▸ **Required work**
A. In the mailing-list thread, which function does the reply say it personally prefers over kmalloc for the page array?
B. Echo the part of the mailing-list thread that opens with the words containing "I just thought" and closes with "cr_pgarr *cr_pgarr_alloc_one(unsigned long flags)", copying it word for word.

▸ **Source passage**
——

I just thought it was a bit ugly, but I can't think of a case 
specifically where it's going to cause us harm.  If tasks are frozen, 
are they still subject to the oom killer?   Even that should be 
reasonably ok considering that the exit-path requires a 
down_read(mmap_sem) (at least, it used to..  I haven't gone over that 
path in a while..).

>>> +/* allocate a single page-array object */
>>> +static struct cr_pgarr *cr_pgarr_alloc_one(unsigned long flags)
>>> +{
>>> +    struct cr_pgarr *pgarr;
>>> +
>>> +    pgarr = kzalloc(sizeof(*pgarr), GFP_KERNEL);
>>> +    if (!pgarr)
>>> +        return NULL;
>>> +
>>> +    pgarr->vaddrs = kmalloc(CR_PGARR_TOTAL * sizeof(unsigned long),
>> You used PAGE_SIZE / sizeof(void *) above.   Why not __get_free_page()?
> 
> Hahaha .. well, it's a guaranteed method to keep Dave Hansen from
> barking about not using kmalloc ...
> 
> Personally I prefer __get_free_page() here, but not enough to keep
> arguing with him. Let me know when the two of you settle it :)

Alright, I just wasn't sure if it had been considered.

> 
>>> +{
>>> +    unsigned long end = vma->vm_end;
>>> +    unsigned long addr = *start;
>>> +    int orig_used = pgarr->nr_used;
>>> +
>>> +    /* this function is only for private memory (anon or file-mapped) */
>>> +    BUG_ON(vma->vm_flags & (VM_SHARED | VM_MAYSHARE));
>>> +
>>> +    while (addr < end) {
>>> +        struct page *page;
>>> +
>>> +        page = cr_private_follow_page(vma, addr);
>>> +        if (IS_ERR(page))

——

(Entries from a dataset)
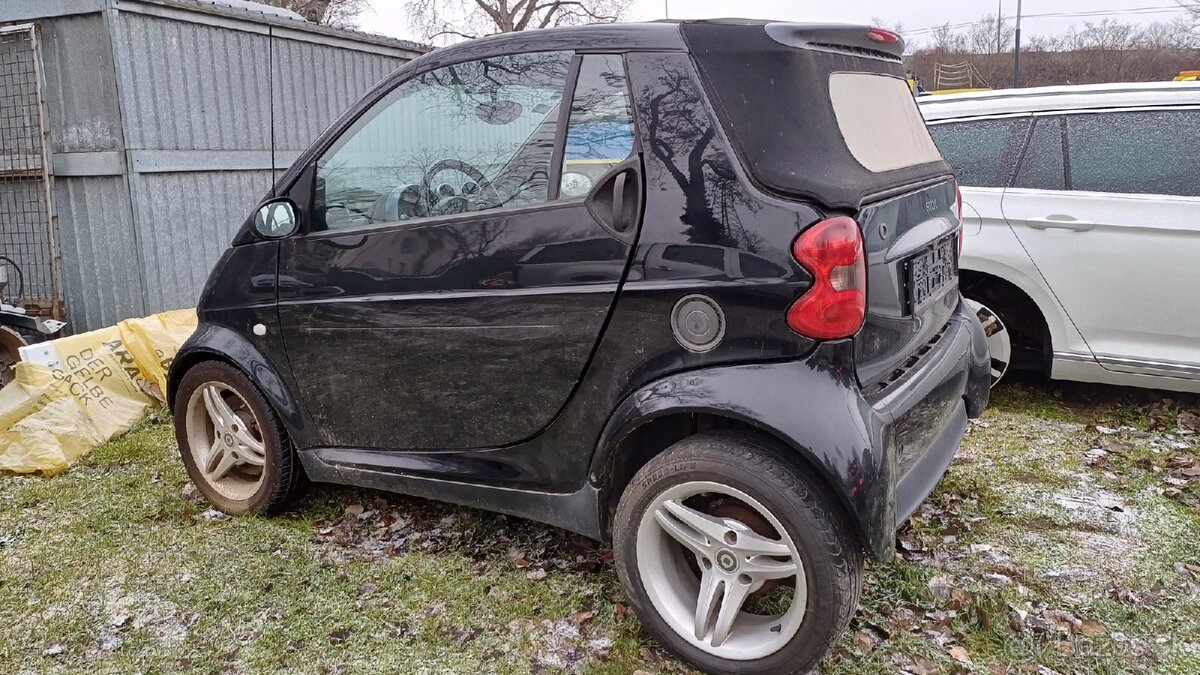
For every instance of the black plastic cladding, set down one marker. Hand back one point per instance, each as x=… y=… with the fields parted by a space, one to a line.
x=526 y=425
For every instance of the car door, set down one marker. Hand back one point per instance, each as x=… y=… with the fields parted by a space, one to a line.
x=408 y=324
x=1119 y=243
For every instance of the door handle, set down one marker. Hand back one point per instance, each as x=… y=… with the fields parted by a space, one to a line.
x=1060 y=222
x=619 y=217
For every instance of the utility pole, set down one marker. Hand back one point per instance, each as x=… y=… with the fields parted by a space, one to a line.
x=1017 y=51
x=1000 y=22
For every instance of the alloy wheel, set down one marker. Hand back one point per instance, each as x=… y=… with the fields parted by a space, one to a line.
x=707 y=572
x=1000 y=339
x=226 y=441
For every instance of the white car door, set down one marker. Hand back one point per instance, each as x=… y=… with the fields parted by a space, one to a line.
x=1115 y=231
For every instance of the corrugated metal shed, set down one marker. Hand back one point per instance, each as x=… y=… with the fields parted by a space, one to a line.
x=167 y=120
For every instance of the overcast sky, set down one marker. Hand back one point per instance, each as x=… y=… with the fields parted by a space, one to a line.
x=387 y=17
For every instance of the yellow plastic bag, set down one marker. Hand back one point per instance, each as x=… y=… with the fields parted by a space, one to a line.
x=88 y=389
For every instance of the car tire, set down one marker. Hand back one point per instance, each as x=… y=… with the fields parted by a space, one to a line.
x=736 y=494
x=232 y=443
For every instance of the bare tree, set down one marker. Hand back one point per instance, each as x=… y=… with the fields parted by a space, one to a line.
x=339 y=13
x=449 y=19
x=1104 y=51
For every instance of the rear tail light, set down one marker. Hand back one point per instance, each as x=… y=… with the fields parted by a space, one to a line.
x=835 y=305
x=882 y=35
x=958 y=195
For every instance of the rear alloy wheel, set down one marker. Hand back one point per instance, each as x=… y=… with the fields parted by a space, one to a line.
x=1000 y=338
x=735 y=560
x=232 y=442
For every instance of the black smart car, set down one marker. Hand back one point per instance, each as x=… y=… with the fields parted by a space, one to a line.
x=691 y=287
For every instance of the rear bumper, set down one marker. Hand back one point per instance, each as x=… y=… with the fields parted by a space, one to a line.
x=918 y=424
x=880 y=455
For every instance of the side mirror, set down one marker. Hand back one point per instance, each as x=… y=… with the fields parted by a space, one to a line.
x=276 y=220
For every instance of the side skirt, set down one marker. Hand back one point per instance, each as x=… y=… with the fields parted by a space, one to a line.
x=577 y=512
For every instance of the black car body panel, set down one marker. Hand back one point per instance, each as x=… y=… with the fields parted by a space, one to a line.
x=509 y=380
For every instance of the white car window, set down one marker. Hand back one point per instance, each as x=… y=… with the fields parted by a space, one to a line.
x=1151 y=153
x=982 y=153
x=1042 y=168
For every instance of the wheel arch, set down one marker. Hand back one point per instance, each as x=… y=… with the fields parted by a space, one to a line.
x=655 y=434
x=1059 y=326
x=647 y=423
x=217 y=342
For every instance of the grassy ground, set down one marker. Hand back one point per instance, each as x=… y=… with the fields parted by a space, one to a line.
x=1065 y=538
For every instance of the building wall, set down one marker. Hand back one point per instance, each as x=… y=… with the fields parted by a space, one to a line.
x=162 y=117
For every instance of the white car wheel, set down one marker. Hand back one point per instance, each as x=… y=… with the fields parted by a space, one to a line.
x=1000 y=339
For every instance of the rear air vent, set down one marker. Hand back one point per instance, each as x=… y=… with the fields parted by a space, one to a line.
x=907 y=365
x=856 y=51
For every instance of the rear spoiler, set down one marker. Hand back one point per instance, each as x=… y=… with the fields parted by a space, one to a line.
x=840 y=39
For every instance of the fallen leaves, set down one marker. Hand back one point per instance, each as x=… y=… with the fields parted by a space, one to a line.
x=960 y=655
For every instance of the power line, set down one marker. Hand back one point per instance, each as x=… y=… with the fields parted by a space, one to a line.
x=1159 y=10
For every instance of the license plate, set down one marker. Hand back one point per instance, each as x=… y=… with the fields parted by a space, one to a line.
x=933 y=273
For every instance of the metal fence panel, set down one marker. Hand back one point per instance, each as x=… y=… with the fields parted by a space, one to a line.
x=25 y=236
x=184 y=223
x=81 y=84
x=342 y=77
x=102 y=276
x=193 y=87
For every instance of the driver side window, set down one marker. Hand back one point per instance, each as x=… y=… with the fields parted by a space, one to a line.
x=468 y=137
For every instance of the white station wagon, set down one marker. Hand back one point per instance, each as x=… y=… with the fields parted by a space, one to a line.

——

▸ **Complete answers**
A. __get_free_page()

B.
I just thought it was a bit ugly, but I can't think of a case 
specifically where it's going to cause us harm.  If tasks are frozen, 
are they still subject to the oom killer?   Even that should be 
reasonably ok considering that the exit-path requires a 
down_read(mmap_sem) (at least, it used to..  I haven't gone over that 
path in a while..).

>>> +/* allocate a single page-array object */
>>> +static struct cr_pgarr *cr_pgarr_alloc_one(unsigned long flags)